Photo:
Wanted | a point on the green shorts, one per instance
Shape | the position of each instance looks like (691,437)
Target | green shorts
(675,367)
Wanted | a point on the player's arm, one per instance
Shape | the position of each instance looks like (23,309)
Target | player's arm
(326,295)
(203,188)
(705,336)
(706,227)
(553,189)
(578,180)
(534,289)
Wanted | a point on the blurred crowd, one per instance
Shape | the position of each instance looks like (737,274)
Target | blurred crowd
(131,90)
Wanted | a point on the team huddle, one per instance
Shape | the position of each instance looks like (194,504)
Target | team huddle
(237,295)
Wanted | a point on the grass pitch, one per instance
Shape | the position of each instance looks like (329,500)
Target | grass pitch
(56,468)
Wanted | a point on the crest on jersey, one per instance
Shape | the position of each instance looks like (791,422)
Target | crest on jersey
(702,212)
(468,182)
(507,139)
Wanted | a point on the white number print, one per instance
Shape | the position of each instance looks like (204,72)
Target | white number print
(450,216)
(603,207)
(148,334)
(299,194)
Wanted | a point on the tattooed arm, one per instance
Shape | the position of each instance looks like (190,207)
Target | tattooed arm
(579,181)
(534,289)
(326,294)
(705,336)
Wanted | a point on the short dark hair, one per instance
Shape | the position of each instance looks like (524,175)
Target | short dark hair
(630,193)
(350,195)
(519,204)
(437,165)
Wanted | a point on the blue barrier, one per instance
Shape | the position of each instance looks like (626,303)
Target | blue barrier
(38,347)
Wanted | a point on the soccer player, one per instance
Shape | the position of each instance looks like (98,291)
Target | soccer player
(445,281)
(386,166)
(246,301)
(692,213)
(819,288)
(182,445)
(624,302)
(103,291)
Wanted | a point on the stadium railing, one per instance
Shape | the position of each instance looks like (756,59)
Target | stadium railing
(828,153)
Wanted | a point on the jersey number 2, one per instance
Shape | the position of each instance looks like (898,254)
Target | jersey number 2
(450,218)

——

Print the whole listing again, exactly.

Solution
Photo:
Wanted | a point on the green shorts, one per instance
Shape | the position of each instance looks like (691,437)
Target | green shorts
(675,367)
Wanted | a point on the player's arm, one per instance
Shape | the position of each instance looks like (23,309)
Target | player's arm
(326,295)
(203,188)
(705,336)
(706,227)
(553,189)
(578,180)
(534,289)
Wanted | a point on the blurred crowd, one per instance
Shape | the position of each instance looks like (737,274)
Target | blurred crowd
(131,90)
Wanted | a point on the team huddle, one per instance
Shape | the position of each instance looks like (194,504)
Target | team huddle
(237,295)
Wanted | a point on the grass pitch, one per instance
Shape | the position of each instance looks like (329,500)
Target | grass pitch
(56,468)
Wanted | a point on the crest on jersey, one per instance
Shape | the position of each instance looks like (791,422)
Target | crest on jersey
(702,212)
(468,182)
(507,139)
Wanted | a point on the white number print, one per instance
Shape | the position of each instance looks like (204,72)
Target | white number print
(450,216)
(603,207)
(148,334)
(299,194)
Wanted | a point on the tattooed arm, one per instance
Shape | the position of each instance looks like (190,207)
Target | tattooed arm
(579,181)
(534,289)
(326,294)
(705,336)
Wanted | a point on the short dark hair, one per instance
Shape | the position of each instance looks like (524,175)
Target | short dark hair
(630,193)
(350,195)
(519,204)
(437,165)
Wanted | a point on the blue barrier, one per instance
Shape | the position of each instance looks like (626,303)
Target | blue barrier
(38,347)
Wanted | a point on the soccer player, one per instance
Shape | the position of each instance looks like (98,291)
Target | soccer player
(445,281)
(386,166)
(246,301)
(692,213)
(819,288)
(182,445)
(624,302)
(103,291)
Wanted | a point on the stadium railing, one per instance
Shape | the position of each instance looks like (756,59)
Target | stadium railing
(828,153)
Wanted | a point on the jersey number 2, one per instance
Shape | the position of each instance looks like (898,254)
Target | jersey number 2
(450,218)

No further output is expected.